- _DOCUMENT_:
Sudbury company helps preserve family historyBy Carole LaMond / Daily News correspondent
The MetroWest Daily News
Jan 03, 2011
SUDBURY — Chris Wisniewski and Stephanie Nichols are weavers of stories.
Together the two personal historians work with clients to gather the threads of memory and create a tapestry of a life.
Saving Stories, the name of their Sudbury business, describes their goal: to preserve memories, milestones and personal history for future generations.
"There is really a feeling that we are saving these stories, and that is a powerful feeling and a privilege," said Wisniewski.
Wisniewski and Nichols work with individuals, businesses or organizations to help them preserve their unique stories.
Nichols, a former Unitarian minister, and Wisniewski, a Web designer, have complementary skills that allow them to meld writing and design. Both women have done extensive work on personal family history projects.
They met over a year ago when Nichols, a Winchester resident, hired Wisniewski of Sudbury to design a website for a business doing personal history projects.
"As she explained what her business does, I decided this was something I had to do with her," said Wisniewski.
Wisniewski showed Nichols a family history she did 10 years ago in which she interviewed all 10 siblings in her father’s family, and put together their stories in a book which she gave them all as a gift.
"It made them understand the family so much more," said Wisniewski. "They were so grateful to have the stories."
Nichols, too, had learned the power of preserving family stories. Years ago she received as a gift a book of stories told by a great-great grandfather, which is one of her most treasured possessions. Later she helped her mother write a memoir, an experience which prompted questions she never would have thought to ask about her mother’s life.

- _SET EXERCISE 1_:
Extract every line of the records that contains the string "grass", matching case exactly.

[Records]
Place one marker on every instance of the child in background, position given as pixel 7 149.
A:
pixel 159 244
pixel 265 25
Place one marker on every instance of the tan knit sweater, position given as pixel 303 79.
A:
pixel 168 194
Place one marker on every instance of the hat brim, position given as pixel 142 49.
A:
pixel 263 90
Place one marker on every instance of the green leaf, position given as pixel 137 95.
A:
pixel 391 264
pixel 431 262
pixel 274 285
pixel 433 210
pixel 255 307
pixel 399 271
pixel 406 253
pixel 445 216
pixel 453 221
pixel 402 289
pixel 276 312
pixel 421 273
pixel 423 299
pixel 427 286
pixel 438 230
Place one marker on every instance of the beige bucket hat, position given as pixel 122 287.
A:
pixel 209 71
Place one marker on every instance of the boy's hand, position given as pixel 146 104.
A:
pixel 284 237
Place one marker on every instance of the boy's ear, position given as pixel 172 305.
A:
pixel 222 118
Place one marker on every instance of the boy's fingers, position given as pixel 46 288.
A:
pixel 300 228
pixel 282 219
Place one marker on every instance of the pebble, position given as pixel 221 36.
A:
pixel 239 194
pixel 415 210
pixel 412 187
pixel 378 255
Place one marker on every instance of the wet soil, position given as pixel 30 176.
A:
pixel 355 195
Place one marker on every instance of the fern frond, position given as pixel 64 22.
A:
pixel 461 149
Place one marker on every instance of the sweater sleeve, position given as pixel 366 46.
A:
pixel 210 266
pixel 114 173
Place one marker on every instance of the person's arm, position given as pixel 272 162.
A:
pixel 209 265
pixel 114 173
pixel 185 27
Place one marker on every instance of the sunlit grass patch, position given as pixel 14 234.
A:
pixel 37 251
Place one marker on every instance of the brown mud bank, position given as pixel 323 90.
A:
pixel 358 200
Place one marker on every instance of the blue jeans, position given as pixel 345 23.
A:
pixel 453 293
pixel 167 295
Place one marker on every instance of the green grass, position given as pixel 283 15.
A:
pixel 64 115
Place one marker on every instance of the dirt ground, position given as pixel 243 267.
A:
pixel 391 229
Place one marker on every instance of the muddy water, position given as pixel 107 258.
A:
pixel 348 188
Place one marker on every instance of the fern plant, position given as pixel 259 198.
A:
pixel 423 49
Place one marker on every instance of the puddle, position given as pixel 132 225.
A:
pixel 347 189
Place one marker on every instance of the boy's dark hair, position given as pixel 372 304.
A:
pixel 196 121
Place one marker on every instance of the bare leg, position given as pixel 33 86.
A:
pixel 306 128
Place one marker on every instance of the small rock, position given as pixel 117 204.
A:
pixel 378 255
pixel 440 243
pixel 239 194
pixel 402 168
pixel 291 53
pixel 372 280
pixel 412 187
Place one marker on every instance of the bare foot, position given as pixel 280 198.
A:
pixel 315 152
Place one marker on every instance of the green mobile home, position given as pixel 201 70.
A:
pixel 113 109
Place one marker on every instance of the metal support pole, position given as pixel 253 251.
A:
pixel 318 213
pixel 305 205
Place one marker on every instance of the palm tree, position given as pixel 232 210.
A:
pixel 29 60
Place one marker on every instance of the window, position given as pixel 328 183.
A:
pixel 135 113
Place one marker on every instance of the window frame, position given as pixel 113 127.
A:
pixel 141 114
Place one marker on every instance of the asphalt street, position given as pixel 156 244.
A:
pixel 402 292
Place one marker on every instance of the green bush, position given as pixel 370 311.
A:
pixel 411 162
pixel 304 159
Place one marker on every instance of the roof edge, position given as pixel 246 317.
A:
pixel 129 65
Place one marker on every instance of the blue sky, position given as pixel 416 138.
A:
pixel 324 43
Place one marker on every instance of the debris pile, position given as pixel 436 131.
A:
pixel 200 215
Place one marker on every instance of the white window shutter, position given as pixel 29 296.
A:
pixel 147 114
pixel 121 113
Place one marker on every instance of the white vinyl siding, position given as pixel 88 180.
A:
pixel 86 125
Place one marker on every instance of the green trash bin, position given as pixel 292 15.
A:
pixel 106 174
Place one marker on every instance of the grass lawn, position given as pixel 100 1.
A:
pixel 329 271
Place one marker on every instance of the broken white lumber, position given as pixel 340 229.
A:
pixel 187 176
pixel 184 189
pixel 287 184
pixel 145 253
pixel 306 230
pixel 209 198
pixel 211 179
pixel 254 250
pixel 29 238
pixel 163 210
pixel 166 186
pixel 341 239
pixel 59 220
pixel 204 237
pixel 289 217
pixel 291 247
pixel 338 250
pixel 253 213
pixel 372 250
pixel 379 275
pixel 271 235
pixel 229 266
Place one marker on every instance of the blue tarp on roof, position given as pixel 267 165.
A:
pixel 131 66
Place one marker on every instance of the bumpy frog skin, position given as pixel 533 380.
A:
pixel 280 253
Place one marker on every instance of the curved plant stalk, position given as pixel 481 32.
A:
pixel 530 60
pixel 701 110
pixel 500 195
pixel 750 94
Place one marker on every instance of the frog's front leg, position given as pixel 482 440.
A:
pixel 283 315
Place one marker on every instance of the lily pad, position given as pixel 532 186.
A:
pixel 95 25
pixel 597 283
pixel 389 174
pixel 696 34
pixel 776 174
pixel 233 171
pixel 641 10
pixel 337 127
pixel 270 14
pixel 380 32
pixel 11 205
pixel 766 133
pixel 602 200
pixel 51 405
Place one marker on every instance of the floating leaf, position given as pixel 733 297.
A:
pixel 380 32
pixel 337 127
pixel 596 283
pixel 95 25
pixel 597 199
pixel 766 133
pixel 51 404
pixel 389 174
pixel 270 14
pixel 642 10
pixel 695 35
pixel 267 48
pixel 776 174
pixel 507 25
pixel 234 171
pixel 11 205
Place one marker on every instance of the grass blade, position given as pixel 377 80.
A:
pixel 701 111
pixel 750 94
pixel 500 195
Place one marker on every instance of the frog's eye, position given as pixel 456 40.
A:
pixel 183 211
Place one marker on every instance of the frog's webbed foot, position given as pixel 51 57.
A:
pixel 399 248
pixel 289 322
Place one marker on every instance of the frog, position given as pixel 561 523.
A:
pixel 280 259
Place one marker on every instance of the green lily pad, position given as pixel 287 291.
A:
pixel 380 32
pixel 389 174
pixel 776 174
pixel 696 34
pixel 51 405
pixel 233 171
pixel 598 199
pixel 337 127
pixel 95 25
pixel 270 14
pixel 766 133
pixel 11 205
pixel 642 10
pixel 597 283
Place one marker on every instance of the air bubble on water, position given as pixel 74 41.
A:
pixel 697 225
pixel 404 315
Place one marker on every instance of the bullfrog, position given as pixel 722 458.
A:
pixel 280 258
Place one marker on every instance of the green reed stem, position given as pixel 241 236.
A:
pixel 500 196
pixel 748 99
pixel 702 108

- _SET EXERCISE 2_:
Output the passage of the Sudbury article that opens with the words containing "Wisniewski and Nichols" and closes with "all as a gift.".

- _WRITTEN RESPONSE 1_:
Place one marker on every instance of the sunlit grass patch, position given as pixel 14 234.
Place one marker on every instance of the green grass, position given as pixel 283 15.
Place one marker on every instance of the grass lawn, position given as pixel 100 1.
Place one marker on every instance of the grass blade, position given as pixel 377 80.

- _WRITTEN RESPONSE 2_:
Wisniewski and Nichols work with individuals, businesses or organizations to help them preserve their unique stories.
Nichols, a former Unitarian minister, and Wisniewski, a Web designer, have complementary skills that allow them to meld writing and design. Both women have done extensive work on personal family history projects.
They met over a year ago when Nichols, a Winchester resident, hired Wisniewski of Sudbury to design a website for a business doing personal history projects.
"As she explained what her business does, I decided this was something I had to do with her," said Wisniewski.
Wisniewski showed Nichols a family history she did 10 years ago in which she interviewed all 10 siblings in her father’s family, and put together their stories in a book which she gave them all as a gift.